⟨

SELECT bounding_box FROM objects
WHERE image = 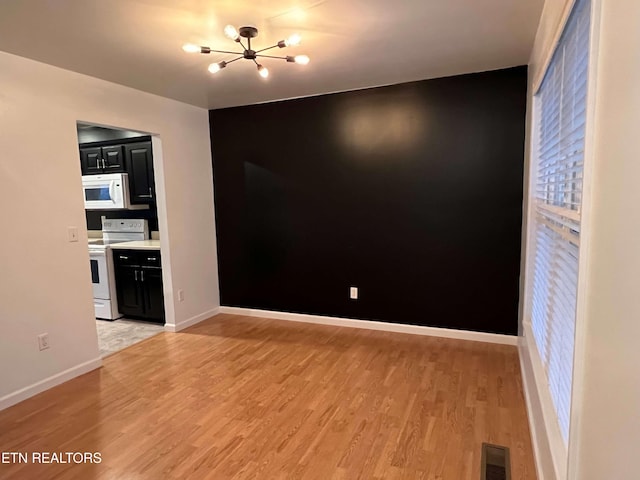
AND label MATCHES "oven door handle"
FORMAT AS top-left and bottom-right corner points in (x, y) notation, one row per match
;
(109, 180), (116, 203)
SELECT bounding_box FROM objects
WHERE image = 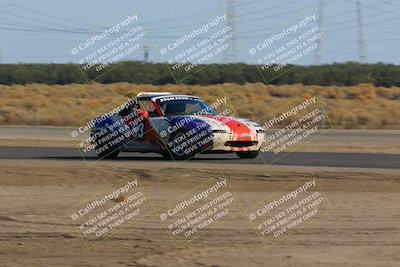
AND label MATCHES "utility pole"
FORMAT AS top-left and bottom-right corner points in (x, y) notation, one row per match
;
(314, 0), (324, 65)
(143, 45), (149, 62)
(225, 0), (236, 62)
(356, 0), (367, 63)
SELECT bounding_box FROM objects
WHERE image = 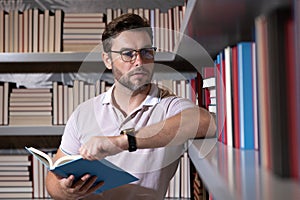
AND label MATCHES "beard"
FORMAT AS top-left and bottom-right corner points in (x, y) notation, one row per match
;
(112, 65), (154, 92)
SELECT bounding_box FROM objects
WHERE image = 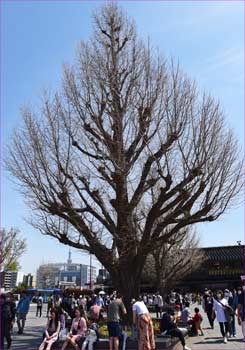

⟩

What the exercise asks —
Set the entries down exactly, but not the pictures.

Task solution —
SELECT bounding_box FROM objects
WHERE image = 
AND label MATCHES "oven door handle"
FORMAT AS top-left and bottom-right corner points in (x, y) notation, one row per match
;
(109, 180), (116, 203)
SELECT bounding_box FROM objects
WHERE image = 
AND label MATCHES "utility pole"
FORMAT AS top-left and bottom-right corner points in (x, y) notation, one row per match
;
(314, 0), (324, 65)
(143, 45), (149, 62)
(225, 0), (236, 62)
(356, 0), (367, 63)
SELECT bounding_box FROM objects
WHERE image = 
AND label MATCHES "beard"
FORMAT AS top-left and bottom-right corner points in (x, y) notation, one row per match
;
(112, 65), (154, 92)
SELECT bounding_box FROM objects
WHERE image = 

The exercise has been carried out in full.